Consigne 1:
Que dit le texte fourni ci-dessous sur le recours contre la sentence ?
(a) Selon le paragraphe 4, à la demande de qui le tribunal peut-il suspendre la procédure d'annulation ?
(b) Qui fixe la durée de cette suspension ?
(c) D'après le passage [6], qu'allait-on examiner lors de la prochaine étape de la procédure ?

Texte fourni:
★ ★ ★ ★ ★
Recours contre la sentence

Recourse Against Award

ARTICLE 34

ARTICLE 34

La demande d’annulation comme recours exclusif contre la sentence arbitrale

Application for Setting Aside as Exclusive Recourse against Arbitral Award

[…]

4 Lorsqu’il est prié d’annuler une sentence, le tribunal peut, le cas échéant et à la demande d’une partie, suspendre la procédure d’annulation pendant une période dont il fixe la durée afin de donner au tribunal arbitral la possibilité de reprendre la procédure arbitrale ou de prendre toute autre mesure que ce dernier juge susceptible d’éliminer les motifs d’annulation.

(4) The court, when asked to set aside an award, may, where appropriate and so requested by a party, suspend the setting aside proceedings for a period of time determined by it in order to give the arbitral tribunal an opportunity to resume the arbitral proceedings or to take such other action as in the arbitral tribunal’s opinion will eliminate the grounds for setting aside.

[6]  Après avoir examiné le texte du Code, il a conclu que la sentence relative à la compétence et à la responsabilité était une « sentence » au sens du paragraphe 34(4) et que la question de savoir si l’instance de contrôle judiciaire devrait être suspendue relevait de son pouvoir discrétionnaire. Lorsqu’il a refusé d’exercer ce pouvoir discrétionnaire, il a indiqué, entre autres, qu’une suspension de la demande de contrôle judiciaire ne donnerait pas au tribunal la possibilité, aux termes du paragraphe 34(4), d’« éliminer les motifs d’annulation » de la sentence arbitrale. Le groupe spécial avait tranché complètement et définitivement toutes les questions ayant trait à la compétence et à la responsabilité. Seules l’évaluation et la quantification des dommages‑intérêts allaient être examinées lors de la prochaine étape de la procédure.
★ ★ ★ ★ ★
Données extraites:

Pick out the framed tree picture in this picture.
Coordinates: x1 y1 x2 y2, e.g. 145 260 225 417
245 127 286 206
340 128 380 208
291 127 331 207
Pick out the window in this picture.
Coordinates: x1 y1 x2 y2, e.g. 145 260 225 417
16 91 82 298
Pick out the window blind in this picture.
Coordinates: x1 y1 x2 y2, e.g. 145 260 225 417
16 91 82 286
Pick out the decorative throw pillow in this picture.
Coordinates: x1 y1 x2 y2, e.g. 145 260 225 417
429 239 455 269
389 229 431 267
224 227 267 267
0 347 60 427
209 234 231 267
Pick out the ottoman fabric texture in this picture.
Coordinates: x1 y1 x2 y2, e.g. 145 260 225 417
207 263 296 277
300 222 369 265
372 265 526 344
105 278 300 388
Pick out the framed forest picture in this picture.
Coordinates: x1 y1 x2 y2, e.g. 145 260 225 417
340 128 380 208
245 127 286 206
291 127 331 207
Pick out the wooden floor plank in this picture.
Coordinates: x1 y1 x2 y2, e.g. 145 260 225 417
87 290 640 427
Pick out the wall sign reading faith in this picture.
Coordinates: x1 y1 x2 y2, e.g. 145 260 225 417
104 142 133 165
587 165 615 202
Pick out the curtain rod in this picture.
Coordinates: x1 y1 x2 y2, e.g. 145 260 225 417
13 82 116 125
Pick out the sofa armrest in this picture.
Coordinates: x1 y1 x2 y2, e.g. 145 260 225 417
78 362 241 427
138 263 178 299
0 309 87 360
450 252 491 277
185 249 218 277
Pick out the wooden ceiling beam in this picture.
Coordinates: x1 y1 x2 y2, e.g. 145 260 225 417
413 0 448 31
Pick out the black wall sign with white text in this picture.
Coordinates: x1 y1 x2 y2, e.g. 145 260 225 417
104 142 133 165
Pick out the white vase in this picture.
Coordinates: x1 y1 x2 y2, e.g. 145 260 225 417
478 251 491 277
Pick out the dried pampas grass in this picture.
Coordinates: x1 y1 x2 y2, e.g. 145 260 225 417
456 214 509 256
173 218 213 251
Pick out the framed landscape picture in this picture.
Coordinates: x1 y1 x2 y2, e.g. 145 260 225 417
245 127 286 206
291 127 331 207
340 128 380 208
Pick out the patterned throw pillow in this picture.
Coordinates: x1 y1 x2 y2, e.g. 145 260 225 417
★ ★ ★ ★ ★
Consigne 2:
Combien de lignes des enregistrements contiennent la chaîne « window » ? Donnez seulement le nombre.

Réponse rédigée 1:
(a) À la demande d'une partie.
(b) Le tribunal prié d'annuler la sentence.
(c) Seulement l'évaluation et la quantification des dommages‑intérêts.

Réponse rédigée 2:
2